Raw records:
* * *

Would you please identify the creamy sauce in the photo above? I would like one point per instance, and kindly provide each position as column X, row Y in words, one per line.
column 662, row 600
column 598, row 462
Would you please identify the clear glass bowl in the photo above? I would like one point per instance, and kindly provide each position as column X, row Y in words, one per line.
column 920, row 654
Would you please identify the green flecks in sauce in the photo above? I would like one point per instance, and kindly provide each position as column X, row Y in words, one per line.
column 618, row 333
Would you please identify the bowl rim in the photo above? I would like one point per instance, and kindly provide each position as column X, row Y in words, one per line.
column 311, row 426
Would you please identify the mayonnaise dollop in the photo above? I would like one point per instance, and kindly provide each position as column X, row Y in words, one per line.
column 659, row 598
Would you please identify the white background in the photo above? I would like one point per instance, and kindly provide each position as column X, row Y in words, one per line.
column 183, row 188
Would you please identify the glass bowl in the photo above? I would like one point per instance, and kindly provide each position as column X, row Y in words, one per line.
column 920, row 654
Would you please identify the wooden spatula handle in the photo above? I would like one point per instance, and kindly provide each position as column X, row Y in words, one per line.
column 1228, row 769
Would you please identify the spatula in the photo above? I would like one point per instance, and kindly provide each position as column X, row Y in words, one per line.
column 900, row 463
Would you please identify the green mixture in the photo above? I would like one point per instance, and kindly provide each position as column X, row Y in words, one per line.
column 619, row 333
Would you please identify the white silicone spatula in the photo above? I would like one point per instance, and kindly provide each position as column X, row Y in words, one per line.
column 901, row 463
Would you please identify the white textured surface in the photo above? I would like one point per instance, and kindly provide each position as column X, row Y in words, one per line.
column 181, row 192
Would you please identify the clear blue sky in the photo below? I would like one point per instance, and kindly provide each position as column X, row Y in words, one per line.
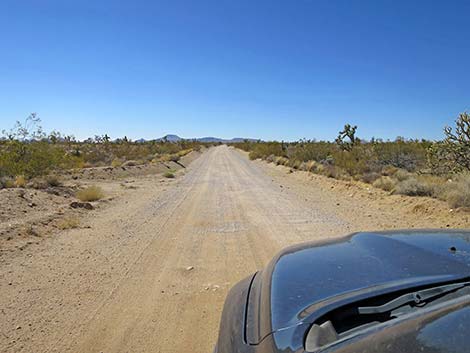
column 271, row 69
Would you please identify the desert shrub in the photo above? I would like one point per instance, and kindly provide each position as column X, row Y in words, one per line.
column 116, row 162
column 91, row 193
column 174, row 158
column 20, row 181
column 453, row 153
column 271, row 158
column 389, row 170
column 6, row 183
column 402, row 175
column 414, row 187
column 370, row 177
column 264, row 149
column 130, row 163
column 457, row 192
column 53, row 180
column 385, row 183
column 281, row 161
column 68, row 223
column 294, row 164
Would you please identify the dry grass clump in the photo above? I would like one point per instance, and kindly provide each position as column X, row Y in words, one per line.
column 414, row 187
column 53, row 180
column 369, row 178
column 20, row 181
column 91, row 193
column 385, row 183
column 271, row 158
column 294, row 164
column 116, row 163
column 281, row 161
column 68, row 223
column 402, row 175
column 457, row 193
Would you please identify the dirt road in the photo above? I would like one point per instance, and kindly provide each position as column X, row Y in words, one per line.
column 150, row 272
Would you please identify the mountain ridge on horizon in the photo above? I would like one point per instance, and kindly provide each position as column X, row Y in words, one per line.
column 209, row 139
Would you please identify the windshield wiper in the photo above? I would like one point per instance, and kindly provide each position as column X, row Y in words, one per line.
column 416, row 298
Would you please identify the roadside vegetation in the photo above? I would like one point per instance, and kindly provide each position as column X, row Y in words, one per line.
column 30, row 156
column 439, row 169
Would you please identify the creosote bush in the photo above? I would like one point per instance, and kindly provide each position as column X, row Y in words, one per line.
column 414, row 187
column 385, row 183
column 91, row 193
column 457, row 193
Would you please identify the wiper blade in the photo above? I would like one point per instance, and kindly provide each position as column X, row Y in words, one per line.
column 416, row 298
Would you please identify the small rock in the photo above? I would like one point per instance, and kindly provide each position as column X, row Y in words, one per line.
column 85, row 205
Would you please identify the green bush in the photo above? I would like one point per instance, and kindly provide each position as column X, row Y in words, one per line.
column 385, row 183
column 457, row 193
column 414, row 187
column 91, row 193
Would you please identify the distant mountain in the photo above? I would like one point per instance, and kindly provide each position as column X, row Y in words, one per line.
column 209, row 139
column 170, row 138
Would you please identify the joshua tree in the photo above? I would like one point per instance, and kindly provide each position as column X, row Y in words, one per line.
column 350, row 133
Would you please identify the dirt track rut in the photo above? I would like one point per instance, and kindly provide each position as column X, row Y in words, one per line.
column 123, row 285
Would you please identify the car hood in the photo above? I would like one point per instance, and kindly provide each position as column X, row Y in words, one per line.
column 304, row 281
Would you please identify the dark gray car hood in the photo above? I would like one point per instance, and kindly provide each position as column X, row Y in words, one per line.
column 303, row 282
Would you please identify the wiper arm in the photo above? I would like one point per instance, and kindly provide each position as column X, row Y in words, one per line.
column 415, row 297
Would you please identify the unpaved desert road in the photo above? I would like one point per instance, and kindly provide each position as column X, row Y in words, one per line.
column 150, row 274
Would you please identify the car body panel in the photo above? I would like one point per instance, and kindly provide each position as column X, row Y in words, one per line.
column 305, row 281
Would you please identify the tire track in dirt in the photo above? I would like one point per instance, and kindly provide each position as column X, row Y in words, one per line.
column 225, row 217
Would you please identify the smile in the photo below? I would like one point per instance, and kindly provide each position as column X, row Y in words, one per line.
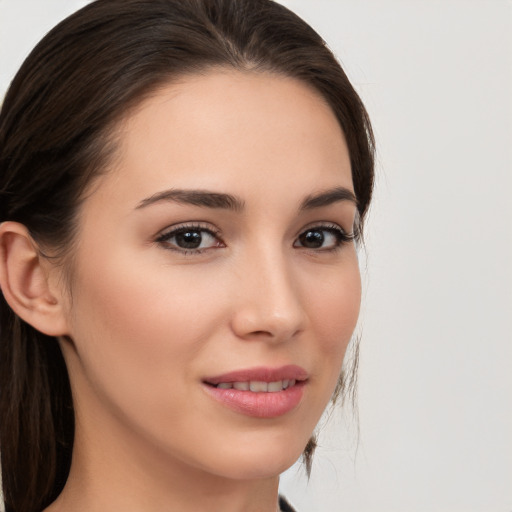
column 258, row 386
column 259, row 392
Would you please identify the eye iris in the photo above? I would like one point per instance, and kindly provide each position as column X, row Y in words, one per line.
column 312, row 239
column 189, row 239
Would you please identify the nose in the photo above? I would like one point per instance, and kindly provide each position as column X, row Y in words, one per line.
column 268, row 303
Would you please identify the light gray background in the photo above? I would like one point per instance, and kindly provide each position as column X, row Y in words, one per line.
column 435, row 383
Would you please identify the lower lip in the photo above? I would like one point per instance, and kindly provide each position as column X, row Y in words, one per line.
column 259, row 405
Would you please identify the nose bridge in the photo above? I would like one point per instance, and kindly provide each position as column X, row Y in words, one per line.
column 269, row 300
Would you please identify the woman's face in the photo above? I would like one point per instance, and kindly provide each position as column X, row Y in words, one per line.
column 215, row 256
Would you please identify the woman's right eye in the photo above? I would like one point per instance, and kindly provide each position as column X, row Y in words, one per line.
column 190, row 239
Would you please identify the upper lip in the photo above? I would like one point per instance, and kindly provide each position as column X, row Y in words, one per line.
column 262, row 374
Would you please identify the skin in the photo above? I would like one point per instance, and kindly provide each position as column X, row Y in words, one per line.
column 147, row 323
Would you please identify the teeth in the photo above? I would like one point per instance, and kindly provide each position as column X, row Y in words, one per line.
column 259, row 386
column 275, row 386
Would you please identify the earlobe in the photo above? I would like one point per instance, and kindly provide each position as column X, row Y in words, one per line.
column 25, row 281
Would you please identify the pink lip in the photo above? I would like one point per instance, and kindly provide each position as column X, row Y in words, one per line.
column 264, row 404
column 261, row 373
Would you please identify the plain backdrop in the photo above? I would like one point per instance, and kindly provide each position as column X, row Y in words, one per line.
column 435, row 381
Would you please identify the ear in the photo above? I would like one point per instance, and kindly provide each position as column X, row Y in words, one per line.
column 28, row 281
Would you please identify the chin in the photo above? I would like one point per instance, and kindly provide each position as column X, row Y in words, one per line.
column 254, row 460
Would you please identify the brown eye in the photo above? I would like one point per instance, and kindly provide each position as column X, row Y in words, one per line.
column 323, row 238
column 313, row 239
column 189, row 239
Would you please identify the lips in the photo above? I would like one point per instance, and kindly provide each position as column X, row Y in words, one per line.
column 259, row 392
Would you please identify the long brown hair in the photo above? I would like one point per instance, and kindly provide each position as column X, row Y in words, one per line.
column 56, row 128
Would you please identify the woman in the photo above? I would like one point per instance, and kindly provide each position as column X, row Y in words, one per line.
column 182, row 185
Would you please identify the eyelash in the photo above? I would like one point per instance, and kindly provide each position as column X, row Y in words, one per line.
column 342, row 238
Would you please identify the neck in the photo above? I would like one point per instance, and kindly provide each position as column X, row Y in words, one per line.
column 118, row 472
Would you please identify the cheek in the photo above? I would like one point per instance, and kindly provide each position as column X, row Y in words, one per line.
column 138, row 329
column 333, row 311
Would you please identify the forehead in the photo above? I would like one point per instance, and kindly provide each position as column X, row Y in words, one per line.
column 245, row 129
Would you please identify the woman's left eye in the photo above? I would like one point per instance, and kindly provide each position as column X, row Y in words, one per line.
column 190, row 239
column 323, row 238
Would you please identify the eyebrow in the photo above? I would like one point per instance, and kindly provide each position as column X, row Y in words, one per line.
column 217, row 200
column 203, row 198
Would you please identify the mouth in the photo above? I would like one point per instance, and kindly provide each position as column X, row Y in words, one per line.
column 258, row 386
column 259, row 392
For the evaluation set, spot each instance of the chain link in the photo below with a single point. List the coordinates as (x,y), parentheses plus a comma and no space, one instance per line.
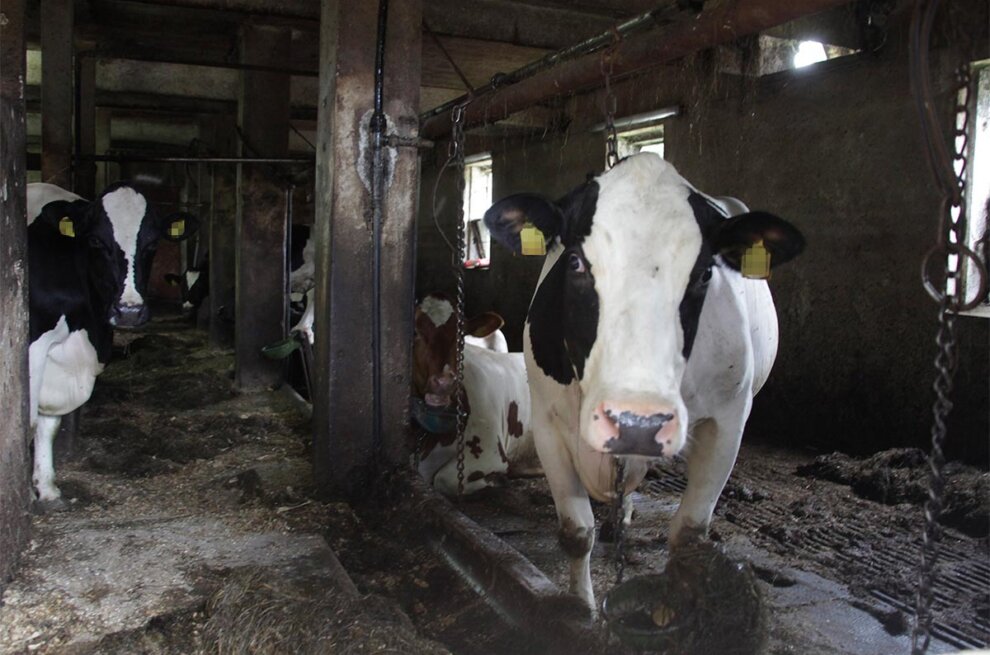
(951,248)
(457,155)
(618,516)
(610,106)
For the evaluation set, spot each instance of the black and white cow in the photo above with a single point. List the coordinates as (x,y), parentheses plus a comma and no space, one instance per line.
(194,283)
(642,339)
(88,268)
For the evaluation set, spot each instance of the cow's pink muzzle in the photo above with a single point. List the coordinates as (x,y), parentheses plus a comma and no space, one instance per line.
(647,430)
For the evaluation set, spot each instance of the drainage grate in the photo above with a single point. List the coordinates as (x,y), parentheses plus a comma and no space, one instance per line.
(963,582)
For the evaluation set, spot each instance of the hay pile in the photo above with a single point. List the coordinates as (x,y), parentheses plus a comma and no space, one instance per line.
(253,614)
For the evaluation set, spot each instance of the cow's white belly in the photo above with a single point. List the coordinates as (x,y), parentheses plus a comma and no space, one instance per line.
(70,371)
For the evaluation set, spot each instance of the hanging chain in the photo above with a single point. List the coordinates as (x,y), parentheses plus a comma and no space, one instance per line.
(609,108)
(951,253)
(952,234)
(618,516)
(457,156)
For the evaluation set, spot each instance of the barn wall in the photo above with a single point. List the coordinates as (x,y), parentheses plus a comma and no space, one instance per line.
(836,150)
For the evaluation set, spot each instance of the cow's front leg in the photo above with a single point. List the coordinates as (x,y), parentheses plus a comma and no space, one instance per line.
(44,467)
(576,522)
(714,447)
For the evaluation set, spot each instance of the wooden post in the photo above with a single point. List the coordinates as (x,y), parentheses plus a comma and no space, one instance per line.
(15,495)
(261,219)
(85,178)
(218,134)
(56,92)
(345,453)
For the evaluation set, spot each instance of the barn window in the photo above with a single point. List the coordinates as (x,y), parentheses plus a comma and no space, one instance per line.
(645,139)
(477,199)
(978,182)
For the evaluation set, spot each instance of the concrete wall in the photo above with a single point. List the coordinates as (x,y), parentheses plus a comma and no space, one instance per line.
(836,150)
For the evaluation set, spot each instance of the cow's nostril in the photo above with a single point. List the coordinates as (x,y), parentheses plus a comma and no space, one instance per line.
(632,421)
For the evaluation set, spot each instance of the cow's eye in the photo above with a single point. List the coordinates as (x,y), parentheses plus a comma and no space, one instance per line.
(575,262)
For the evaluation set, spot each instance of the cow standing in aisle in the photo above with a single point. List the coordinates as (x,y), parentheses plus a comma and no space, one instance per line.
(498,439)
(194,283)
(643,339)
(89,264)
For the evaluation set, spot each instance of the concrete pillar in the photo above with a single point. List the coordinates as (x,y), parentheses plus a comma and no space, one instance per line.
(56,92)
(346,454)
(14,437)
(263,111)
(85,171)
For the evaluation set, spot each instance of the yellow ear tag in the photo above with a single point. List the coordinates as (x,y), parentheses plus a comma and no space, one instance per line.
(65,227)
(756,262)
(532,240)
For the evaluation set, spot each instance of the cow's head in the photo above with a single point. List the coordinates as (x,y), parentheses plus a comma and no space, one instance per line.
(194,285)
(617,308)
(435,347)
(120,233)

* * *

Given problem:
Reproduce the lines starting at the one containing "Would you please identify the teeth" and ending at the one containing "column 182, row 185", both included.

The solution:
Would you please identify the teeth in the photo above? I would like one point per instance, and kindly provide each position as column X, row Y in words, one per line.
column 259, row 386
column 275, row 386
Would you please identify the earlobe in the photo above? I would like one point per instance, and kindly provide each position as column X, row Y in words, one per line.
column 25, row 281
Would you please identify the pink lip in the photo above? I would like one point per instance, and kindly provide each position as column X, row Y in words, one per line.
column 264, row 404
column 261, row 373
Would you please identify the plain backdrop in the photo above? I would like one point per instance, and kindly provide each position as column X, row Y in words, one per line.
column 435, row 381
Would you please identify the ear in the photo above? I would like one point per instance, and kindly provide each position as column X, row Y in words, one per line.
column 28, row 281
Would you please identify the chin in the photo above? I would like one point per instance, and kindly provide each position as column X, row Y in words, one per line.
column 254, row 460
Would you please identify the brown eye in the photo above? I would like one point per instance, and kindly provide each position as column X, row Y in words, one per line.
column 323, row 238
column 313, row 239
column 189, row 239
Would you please identify the lips in the photo above? I would like one point per instance, and kindly provide each position as column X, row Y in words, one per line.
column 259, row 392
Would you please identify the long brown hair in the photo above? I would like one point per instance, and kindly provide each position as column X, row Y in words, one per line.
column 56, row 128
Would you please identify the woman in the photo above? I would like one point per instance, and kindly provide each position as column X, row Y in words, one per line.
column 182, row 185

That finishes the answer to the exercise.